Obiettivo dell'esercizio
Ripeti integralmente il testo sul post-sviluppo, parola per parola e senza alcuna modifica.

Nonostante questi correttivi, soprattutto a partire dall’introduzione delle politiche neo-liberiste degli anni ’80, si è consolidato un movimento anti-sviluppista — fondato su iniziative collettive ed identità specifiche e localizzate — il cui obiettivo non è la ricerca di alternative allo sviluppo, ma di un’alternativa allo sviluppo (Mohan, Stokke 2000: 259; Demaria, Kothari 2017: 2). La critica radicale è ben rappresentata nella letteratura accademica, nei citati contributi di ispirazione foucultiana, dalla teoria della decrescita e, più in genrale, dagli autori che si riconoscono nel campo del post-sviluppo. Le metafore “decrescita” e “post-sviluppo” sembrano configurare un paradigma diametralmente opposto a quello della crescita, sia nella prospettiva del mutamento nel tempo che nei contenuti. Occorre però tenere in considerazione che più che un insieme coerente di teorie, modelli, valori e pratiche correlate, il campo del post-sviluppo consiste in un agglomerato di teorie, modelli, valori ed esperienze tra loro eterogene, spesso promosse nell’ambito dell’associazionismo, sia a nord che a sud del mondo, tenute insieme dall’opposizione al paradigma della crescita economica. Come sottolineato da Federico Demaria e Ashish Kothari, sono caratterizzate non tanto dall’idea di ottenere qualcosa in meno di quello che viene attualmente offerto nel quadro della crescita economica, un fenomeno per il quale già esiste il termine tecnico recessione, ma piuttosto dall’aspirazione a un benessere fondato su valori profondamente diversi, il passaggio al post-materialismo, non essendo l’attuale modello sostenibile (2017: 7). Il progetto non è ancora realizzato, essendo il paradigma dominante tutt’altro che morto, e le alternative ancora frammentarie, tali da richiedere in questa fase il passaggio dalla critica decostruttiva alla definizione di narrative efficaci (Demeria, Kothari 2017).

Record di annotazione per punti
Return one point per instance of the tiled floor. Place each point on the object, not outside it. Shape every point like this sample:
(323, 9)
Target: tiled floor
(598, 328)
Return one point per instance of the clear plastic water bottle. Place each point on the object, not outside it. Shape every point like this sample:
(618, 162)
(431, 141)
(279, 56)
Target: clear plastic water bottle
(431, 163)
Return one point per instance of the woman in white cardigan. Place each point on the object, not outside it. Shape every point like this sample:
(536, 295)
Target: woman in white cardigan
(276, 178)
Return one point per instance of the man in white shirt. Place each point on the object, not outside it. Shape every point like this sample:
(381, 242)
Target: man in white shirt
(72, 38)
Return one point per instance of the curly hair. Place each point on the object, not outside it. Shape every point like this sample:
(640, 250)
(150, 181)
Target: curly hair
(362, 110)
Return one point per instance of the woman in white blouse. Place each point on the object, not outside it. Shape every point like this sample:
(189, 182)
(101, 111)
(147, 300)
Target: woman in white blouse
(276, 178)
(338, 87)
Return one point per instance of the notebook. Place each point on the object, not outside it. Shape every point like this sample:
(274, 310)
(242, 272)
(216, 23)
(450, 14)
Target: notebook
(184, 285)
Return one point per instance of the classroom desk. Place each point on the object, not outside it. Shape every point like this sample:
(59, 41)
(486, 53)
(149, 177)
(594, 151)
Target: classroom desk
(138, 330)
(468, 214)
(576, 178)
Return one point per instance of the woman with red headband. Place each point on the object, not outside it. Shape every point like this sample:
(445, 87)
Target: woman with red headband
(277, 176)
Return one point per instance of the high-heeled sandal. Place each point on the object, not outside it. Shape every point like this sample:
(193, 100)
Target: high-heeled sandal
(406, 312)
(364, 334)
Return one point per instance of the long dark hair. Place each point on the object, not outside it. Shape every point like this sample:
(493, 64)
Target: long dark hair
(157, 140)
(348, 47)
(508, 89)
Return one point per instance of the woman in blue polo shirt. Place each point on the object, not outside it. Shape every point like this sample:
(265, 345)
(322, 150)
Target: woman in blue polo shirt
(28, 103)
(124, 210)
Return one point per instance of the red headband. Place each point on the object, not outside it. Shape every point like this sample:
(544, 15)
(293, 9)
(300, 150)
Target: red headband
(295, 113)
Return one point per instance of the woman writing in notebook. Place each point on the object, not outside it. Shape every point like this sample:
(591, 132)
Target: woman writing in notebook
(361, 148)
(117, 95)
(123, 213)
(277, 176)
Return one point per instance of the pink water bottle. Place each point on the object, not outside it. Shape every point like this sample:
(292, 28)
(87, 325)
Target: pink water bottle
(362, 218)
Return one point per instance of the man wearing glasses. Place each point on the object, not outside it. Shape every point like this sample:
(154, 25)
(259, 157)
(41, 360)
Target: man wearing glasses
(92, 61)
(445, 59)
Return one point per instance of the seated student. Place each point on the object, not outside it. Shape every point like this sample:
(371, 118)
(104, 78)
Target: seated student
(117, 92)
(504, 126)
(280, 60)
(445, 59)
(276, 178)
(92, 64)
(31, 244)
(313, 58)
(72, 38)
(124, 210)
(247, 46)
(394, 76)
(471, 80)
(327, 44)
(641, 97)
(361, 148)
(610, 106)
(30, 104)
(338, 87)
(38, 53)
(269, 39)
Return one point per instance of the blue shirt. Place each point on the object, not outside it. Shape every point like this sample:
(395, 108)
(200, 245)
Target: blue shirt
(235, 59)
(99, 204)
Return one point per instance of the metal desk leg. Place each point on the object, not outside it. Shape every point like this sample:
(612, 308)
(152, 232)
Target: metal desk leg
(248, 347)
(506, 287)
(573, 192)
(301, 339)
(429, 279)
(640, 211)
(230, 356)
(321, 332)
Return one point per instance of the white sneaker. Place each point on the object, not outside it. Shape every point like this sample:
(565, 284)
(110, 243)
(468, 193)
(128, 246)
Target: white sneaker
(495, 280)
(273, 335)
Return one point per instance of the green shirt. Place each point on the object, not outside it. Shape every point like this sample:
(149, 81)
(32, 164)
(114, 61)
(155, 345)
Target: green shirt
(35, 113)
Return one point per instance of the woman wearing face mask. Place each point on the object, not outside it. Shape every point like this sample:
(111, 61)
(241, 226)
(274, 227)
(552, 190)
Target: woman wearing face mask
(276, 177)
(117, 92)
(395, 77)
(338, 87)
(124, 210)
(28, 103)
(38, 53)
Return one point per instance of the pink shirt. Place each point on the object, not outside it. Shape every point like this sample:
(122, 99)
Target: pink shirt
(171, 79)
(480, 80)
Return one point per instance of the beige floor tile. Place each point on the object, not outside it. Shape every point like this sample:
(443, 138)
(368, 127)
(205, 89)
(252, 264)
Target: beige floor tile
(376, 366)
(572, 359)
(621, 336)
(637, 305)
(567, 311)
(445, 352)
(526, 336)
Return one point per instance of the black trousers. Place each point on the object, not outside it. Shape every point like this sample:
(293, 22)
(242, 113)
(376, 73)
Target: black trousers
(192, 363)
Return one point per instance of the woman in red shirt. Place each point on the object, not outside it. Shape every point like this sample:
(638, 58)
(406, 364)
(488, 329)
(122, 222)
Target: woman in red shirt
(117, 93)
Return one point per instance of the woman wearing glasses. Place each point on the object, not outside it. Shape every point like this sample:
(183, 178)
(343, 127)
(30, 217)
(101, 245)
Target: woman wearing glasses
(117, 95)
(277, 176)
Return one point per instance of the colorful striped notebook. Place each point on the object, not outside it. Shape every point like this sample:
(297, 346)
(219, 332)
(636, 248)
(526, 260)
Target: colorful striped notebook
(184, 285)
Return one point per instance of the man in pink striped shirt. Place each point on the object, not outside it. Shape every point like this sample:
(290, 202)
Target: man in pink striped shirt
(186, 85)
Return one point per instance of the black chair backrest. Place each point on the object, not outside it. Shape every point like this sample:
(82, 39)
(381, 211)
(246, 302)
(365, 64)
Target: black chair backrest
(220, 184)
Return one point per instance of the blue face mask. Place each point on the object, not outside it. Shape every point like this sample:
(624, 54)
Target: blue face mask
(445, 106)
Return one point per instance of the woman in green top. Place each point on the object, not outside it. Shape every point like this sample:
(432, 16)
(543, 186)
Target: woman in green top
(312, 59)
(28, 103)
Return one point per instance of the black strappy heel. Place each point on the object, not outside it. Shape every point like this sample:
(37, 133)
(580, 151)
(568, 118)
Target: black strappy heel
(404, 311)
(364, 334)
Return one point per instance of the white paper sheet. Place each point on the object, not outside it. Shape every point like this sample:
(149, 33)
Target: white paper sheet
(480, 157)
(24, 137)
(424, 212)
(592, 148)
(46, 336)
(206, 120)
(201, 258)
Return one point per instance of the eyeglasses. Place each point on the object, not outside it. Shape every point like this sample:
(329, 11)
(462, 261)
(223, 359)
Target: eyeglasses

Risposta
Nonostante questi correttivi, soprattutto a partire dall’introduzione delle politiche neo-liberiste degli anni ’80, si è consolidato un movimento anti-sviluppista — fondato su iniziative collettive ed identità specifiche e localizzate — il cui obiettivo non è la ricerca di alternative allo sviluppo, ma di un’alternativa allo sviluppo (Mohan, Stokke 2000: 259; Demaria, Kothari 2017: 2). La critica radicale è ben rappresentata nella letteratura accademica, nei citati contributi di ispirazione foucultiana, dalla teoria della decrescita e, più in genrale, dagli autori che si riconoscono nel campo del post-sviluppo. Le metafore “decrescita” e “post-sviluppo” sembrano configurare un paradigma diametralmente opposto a quello della crescita, sia nella prospettiva del mutamento nel tempo che nei contenuti. Occorre però tenere in considerazione che più che un insieme coerente di teorie, modelli, valori e pratiche correlate, il campo del post-sviluppo consiste in un agglomerato di teorie, modelli, valori ed esperienze tra loro eterogene, spesso promosse nell’ambito dell’associazionismo, sia a nord che a sud del mondo, tenute insieme dall’opposizione al paradigma della crescita economica. Come sottolineato da Federico Demaria e Ashish Kothari, sono caratterizzate non tanto dall’idea di ottenere qualcosa in meno di quello che viene attualmente offerto nel quadro della crescita economica, un fenomeno per il quale già esiste il termine tecnico recessione, ma piuttosto dall’aspirazione a un benessere fondato su valori profondamente diversi, il passaggio al post-materialismo, non essendo l’attuale modello sostenibile (2017: 7). Il progetto non è ancora realizzato, essendo il paradigma dominante tutt’altro che morto, e le alternative ancora frammentarie, tali da richiedere in questa fase il passaggio dalla critica decostruttiva alla definizione di narrative efficaci (Demeria, Kothari 2017).